**PROVIDED DATA**

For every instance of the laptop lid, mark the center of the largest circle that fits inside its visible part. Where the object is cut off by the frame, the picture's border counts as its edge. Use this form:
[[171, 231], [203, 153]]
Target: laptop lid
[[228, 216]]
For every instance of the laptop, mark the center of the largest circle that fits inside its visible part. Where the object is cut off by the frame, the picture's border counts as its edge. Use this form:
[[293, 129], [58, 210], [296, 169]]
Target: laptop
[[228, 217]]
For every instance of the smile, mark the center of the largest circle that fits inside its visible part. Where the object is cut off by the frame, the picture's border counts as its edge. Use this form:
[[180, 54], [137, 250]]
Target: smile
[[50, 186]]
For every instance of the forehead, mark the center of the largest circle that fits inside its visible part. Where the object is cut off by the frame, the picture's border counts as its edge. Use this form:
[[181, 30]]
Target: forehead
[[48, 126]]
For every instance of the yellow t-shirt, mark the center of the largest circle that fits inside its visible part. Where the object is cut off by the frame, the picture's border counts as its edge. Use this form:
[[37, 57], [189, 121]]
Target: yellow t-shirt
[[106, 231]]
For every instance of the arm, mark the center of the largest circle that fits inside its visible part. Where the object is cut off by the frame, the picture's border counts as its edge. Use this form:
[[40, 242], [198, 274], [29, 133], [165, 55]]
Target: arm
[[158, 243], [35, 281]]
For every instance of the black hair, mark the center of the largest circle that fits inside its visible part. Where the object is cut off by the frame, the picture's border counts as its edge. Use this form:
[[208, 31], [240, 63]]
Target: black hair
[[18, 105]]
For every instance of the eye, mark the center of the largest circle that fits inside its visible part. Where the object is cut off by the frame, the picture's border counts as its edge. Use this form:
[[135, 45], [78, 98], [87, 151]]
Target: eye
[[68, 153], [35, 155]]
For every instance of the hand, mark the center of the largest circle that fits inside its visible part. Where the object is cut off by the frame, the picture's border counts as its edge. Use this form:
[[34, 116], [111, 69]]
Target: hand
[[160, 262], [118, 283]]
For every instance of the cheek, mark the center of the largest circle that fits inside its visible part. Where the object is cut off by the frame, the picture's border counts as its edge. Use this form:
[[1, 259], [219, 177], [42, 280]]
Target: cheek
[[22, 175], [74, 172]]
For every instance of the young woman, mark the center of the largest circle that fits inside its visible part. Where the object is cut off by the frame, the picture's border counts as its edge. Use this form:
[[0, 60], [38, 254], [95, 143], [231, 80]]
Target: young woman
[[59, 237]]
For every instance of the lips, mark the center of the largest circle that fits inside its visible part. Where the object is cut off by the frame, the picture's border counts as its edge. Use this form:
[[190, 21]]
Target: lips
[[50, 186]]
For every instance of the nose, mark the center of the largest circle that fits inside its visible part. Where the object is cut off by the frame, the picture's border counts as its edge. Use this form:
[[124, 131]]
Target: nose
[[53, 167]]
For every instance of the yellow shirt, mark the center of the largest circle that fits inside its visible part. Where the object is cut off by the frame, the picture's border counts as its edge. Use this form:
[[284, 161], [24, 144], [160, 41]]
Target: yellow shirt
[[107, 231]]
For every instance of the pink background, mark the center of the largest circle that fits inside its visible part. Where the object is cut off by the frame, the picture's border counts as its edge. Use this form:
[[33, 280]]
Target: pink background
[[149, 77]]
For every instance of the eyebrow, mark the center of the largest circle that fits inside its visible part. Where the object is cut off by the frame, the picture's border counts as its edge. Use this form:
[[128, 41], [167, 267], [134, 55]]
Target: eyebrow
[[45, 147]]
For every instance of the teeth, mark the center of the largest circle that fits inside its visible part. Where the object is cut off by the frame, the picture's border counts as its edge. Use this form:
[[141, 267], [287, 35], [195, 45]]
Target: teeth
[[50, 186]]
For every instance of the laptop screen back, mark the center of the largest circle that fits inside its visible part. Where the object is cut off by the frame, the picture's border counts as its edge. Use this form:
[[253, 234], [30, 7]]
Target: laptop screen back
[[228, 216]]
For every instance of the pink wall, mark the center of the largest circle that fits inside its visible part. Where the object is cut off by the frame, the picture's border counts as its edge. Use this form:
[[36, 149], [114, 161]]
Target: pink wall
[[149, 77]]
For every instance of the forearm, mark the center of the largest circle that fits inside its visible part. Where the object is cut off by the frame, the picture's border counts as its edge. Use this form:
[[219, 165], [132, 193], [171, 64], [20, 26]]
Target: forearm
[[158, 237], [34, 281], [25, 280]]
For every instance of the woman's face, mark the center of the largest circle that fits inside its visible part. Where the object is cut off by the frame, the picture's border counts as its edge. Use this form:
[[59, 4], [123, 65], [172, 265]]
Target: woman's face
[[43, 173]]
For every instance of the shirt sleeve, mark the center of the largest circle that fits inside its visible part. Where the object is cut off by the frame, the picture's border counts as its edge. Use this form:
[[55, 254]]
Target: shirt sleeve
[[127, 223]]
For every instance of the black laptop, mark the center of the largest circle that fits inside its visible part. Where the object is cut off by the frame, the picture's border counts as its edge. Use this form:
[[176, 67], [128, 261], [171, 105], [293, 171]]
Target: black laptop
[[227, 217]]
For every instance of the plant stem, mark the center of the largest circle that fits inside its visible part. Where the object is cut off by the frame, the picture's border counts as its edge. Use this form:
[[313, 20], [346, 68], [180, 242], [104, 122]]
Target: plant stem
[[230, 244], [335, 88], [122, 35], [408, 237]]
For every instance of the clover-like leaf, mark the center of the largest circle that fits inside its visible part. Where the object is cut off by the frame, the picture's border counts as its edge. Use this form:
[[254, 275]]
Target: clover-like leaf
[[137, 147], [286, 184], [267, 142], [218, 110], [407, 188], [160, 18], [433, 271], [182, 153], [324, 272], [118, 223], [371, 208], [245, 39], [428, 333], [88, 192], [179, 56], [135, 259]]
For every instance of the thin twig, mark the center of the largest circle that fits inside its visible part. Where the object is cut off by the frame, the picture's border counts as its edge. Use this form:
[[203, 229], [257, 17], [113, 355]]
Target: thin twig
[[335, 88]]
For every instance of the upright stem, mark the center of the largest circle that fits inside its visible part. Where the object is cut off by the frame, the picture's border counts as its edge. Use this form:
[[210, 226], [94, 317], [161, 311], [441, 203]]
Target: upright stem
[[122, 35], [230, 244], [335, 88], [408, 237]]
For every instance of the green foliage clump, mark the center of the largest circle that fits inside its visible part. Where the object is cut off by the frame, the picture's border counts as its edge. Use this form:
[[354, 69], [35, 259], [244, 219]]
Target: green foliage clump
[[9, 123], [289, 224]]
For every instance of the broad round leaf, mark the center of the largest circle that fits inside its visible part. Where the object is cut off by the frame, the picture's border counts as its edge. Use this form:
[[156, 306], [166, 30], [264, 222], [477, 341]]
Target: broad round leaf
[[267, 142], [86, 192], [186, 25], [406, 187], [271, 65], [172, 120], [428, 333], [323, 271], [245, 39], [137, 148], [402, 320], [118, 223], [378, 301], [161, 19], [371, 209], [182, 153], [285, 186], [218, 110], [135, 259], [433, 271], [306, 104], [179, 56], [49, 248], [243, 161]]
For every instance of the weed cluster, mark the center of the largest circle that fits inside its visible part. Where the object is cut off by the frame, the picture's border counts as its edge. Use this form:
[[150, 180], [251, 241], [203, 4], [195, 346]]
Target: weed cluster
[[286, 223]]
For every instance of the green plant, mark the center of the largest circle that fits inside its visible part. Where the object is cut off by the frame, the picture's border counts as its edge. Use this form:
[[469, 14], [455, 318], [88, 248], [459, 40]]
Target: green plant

**CHALLENGE**
Could you copy every one of the records above word for word, keeping each line unchanged and in the same order?

**EXERCISE ANSWER**
For every instance of the laptop lid, mark the center of the largest circle that fits inside its visible part. Where the object is cut off by the frame, the picture's border counts as its edge. Use this form:
[[171, 231], [203, 153]]
Target: laptop lid
[[228, 216]]
For every instance of the laptop, mark the center of the largest circle that fits inside its visible part. Where the object is cut off by the frame, the picture's border counts as its edge. Use this form:
[[293, 129], [58, 210], [296, 169]]
Target: laptop
[[228, 217]]
For every instance of the smile, mark the center of the largest circle that fits inside its visible part. Where the object is cut off by the frame, the picture's border counts as its edge. Use this form:
[[180, 54], [137, 250]]
Target: smile
[[50, 186]]
For every instance of the forehead, mark the center of the largest circle that fits inside its visible part. Where the object is cut off by the frame, the picture's border counts as its edge. Use this form:
[[181, 30]]
Target: forehead
[[48, 126]]
For every instance of the yellow t-shirt, mark the center of the largest circle that fits inside its visible part. Where the object is cut off by the frame, the picture's border counts as its edge. Use this form:
[[37, 57], [189, 121]]
Target: yellow t-shirt
[[106, 231]]
For every instance of the arm, mark the center of the largest circle that fits inside its visible part. Where the object is cut off by the frame, the picture's border counts as its edge. Use this form:
[[40, 242], [198, 274], [29, 133], [165, 55]]
Target: arm
[[158, 243], [35, 281]]
For every instance of the black hair, mark the center of the largest circle that fits inside its visible part. Where the object is cut off by the frame, the picture's border counts as its edge. Use this form:
[[208, 31], [240, 63]]
Target: black hair
[[18, 105]]
For every instance of the eye, mark the center of the largest circle that fits inside its visible part. Where the object is cut off by the frame, the picture's border counts as its edge. Use this form:
[[135, 45], [78, 98], [87, 151]]
Target: eye
[[68, 153], [35, 155]]
For every instance of the hand, mark the center of the largest circle that fits inside its visible part. Where the object is cut off by the frame, the picture's border counts as its edge. Use this form:
[[34, 116], [111, 69]]
Target: hand
[[160, 262], [118, 283]]
For every instance of the cheek, mark the center of the largest circle that fits inside its visible part. Where the object is cut off by the frame, the picture's border counts as its edge. Use this form:
[[1, 259], [219, 177], [42, 280]]
Target: cheek
[[22, 175], [74, 172]]
For every instance of the young woman, mark the center of the largest circle that fits inside its visible part. Where the object is cut off by the frame, the picture's border counts as its edge. Use this form:
[[0, 60], [38, 254], [95, 143], [231, 80]]
Target: young woman
[[59, 237]]
For every instance of the lips, mark the center of the largest circle that fits inside its visible part. Where the object is cut off by the frame, the picture's border counts as its edge. Use this form:
[[190, 21]]
Target: lips
[[50, 186]]
For every instance of the nose, mark the center of the largest circle that fits inside its visible part. Where the object is cut off by the frame, the picture's border counts as its edge. Use this form:
[[124, 131]]
Target: nose
[[53, 167]]
For every instance of the yellow shirt, mark the center of the largest circle that fits inside its visible part. Where the object is cut off by the frame, the picture's border counts as its edge. Use this form:
[[284, 161], [24, 144], [160, 41]]
Target: yellow shirt
[[107, 231]]
For every instance of the pink background, mark the center of the largest circle that fits inside its visible part. Where the object is cut off by the frame, the picture's border counts as its edge. Use this form:
[[33, 280]]
Target: pink background
[[149, 77]]
For every instance of the eyebrow, mark the center of the largest circle that fits inside its visible part. Where the object is cut off by the frame, the picture's border counts as its edge. Use this form:
[[128, 41], [167, 267], [134, 55]]
Target: eyebrow
[[45, 147]]
For every instance of the teeth, mark the center of the largest circle that fits inside its visible part. Where the object is cut off by the frame, the picture's border counts as its edge. Use this form:
[[141, 267], [287, 35], [195, 45]]
Target: teeth
[[50, 186]]
For every instance of the laptop screen back, mark the center of the largest circle that fits inside its visible part. Where the object is cut off by the frame, the picture's border counts as its edge. Use this form:
[[253, 234], [30, 7]]
Target: laptop screen back
[[228, 216]]
For every instance of the pink wall, mark the center of the largest circle that fits inside its visible part. Where the object is cut off by the frame, the picture's border counts as its edge. Use this form:
[[36, 149], [114, 161]]
Target: pink wall
[[149, 77]]
For every instance of the forearm, mark the center of the largest circle that fits inside its visible part. Where the object is cut off by the frame, the picture's border counts as its edge. Use this form:
[[219, 165], [132, 193], [171, 64], [20, 26]]
Target: forearm
[[158, 237], [34, 281], [25, 280]]
For every instance of the woman's face, mark the center of the largest circle that fits inside its visible part. Where the object is cut off by the frame, the picture's border counts as its edge. Use this form:
[[59, 4], [123, 65], [172, 265]]
Target: woman's face
[[43, 173]]
For every instance of the shirt sleeve, mark the center of the largest circle that fits inside its visible part. Where the object is cut off by the frame, the picture's border counts as its edge. Use this form:
[[55, 254]]
Target: shirt sleeve
[[127, 223]]
For every instance of the black laptop, mark the center of the largest circle that fits inside its visible part. Where the object is cut off by the frame, the picture's border counts as its edge. Use this form:
[[176, 67], [128, 261], [171, 105], [293, 171]]
Target: black laptop
[[227, 217]]
For every instance of the plant stem, mark the center of the largest circle that fits inside its visible part. Where the object is cut off by the frame, the picture's border counts as its edge. Use this form:
[[313, 20], [346, 68], [180, 242], [104, 122]]
Target: plant stem
[[230, 244], [335, 88], [122, 35], [408, 237]]
For every instance of the clover-like leaf, mark the center of the largest circle that fits inside its visible part. Where the object is cut off by the frame, the picture's border counts as its edge. Use this form:
[[254, 275]]
Target: clover-like leaf
[[137, 147], [286, 184], [267, 142], [218, 110], [407, 188], [160, 18], [433, 271], [182, 153], [324, 272], [118, 223], [371, 208], [245, 39], [428, 333], [88, 192], [179, 56], [135, 259]]
For every instance of the thin twig, mark the center of the largest circle that fits inside its visible part. Where the object is cut off by the frame, the picture's border counts as its edge. Use this form:
[[203, 229], [257, 17], [113, 355]]
Target: thin twig
[[335, 88]]
For every instance of the upright stem, mark the center of the largest circle that fits inside its visible part. Where the object is cut off by the frame, the picture's border counts as its edge. Use this form:
[[210, 226], [94, 317], [161, 311], [441, 203]]
Target: upright stem
[[122, 35], [230, 244], [335, 88], [408, 237]]
For every instance of the green foliage clump, mark the center of the largest circle that fits inside its visible part. Where the object is cut off by the frame, the picture's border counts as its edge. Use this form:
[[354, 69], [35, 259], [244, 219]]
Target: green foliage clump
[[9, 123], [289, 224]]
For every instance of the broad round leaf, mark the center of the largest circle that fits inside its visible part. Where the object is cut off by the frame, the picture's border counts as its edge. Use this form:
[[156, 306], [166, 30], [264, 222], [477, 341]]
Target: broad round leaf
[[267, 142], [86, 192], [186, 25], [406, 187], [271, 65], [172, 120], [428, 333], [323, 271], [245, 39], [137, 148], [402, 320], [118, 223], [378, 301], [161, 19], [371, 209], [182, 153], [285, 186], [218, 110], [135, 259], [433, 271], [306, 104], [179, 56], [49, 248], [243, 161]]
For every instance of the weed cluster, mark the center of the largest circle that fits inside its visible part. Where the object is cut off by the frame, the picture's border counts as its edge. Use this form:
[[150, 180], [251, 241], [203, 4], [195, 346]]
Target: weed cluster
[[286, 223]]
For every instance of the green plant, mark the center of the largest circle that fits inside its visible part. Where the object is cut off by the frame, the picture's border counts as its edge. Use this form:
[[469, 14], [455, 318], [88, 248], [459, 40]]
Target: green plant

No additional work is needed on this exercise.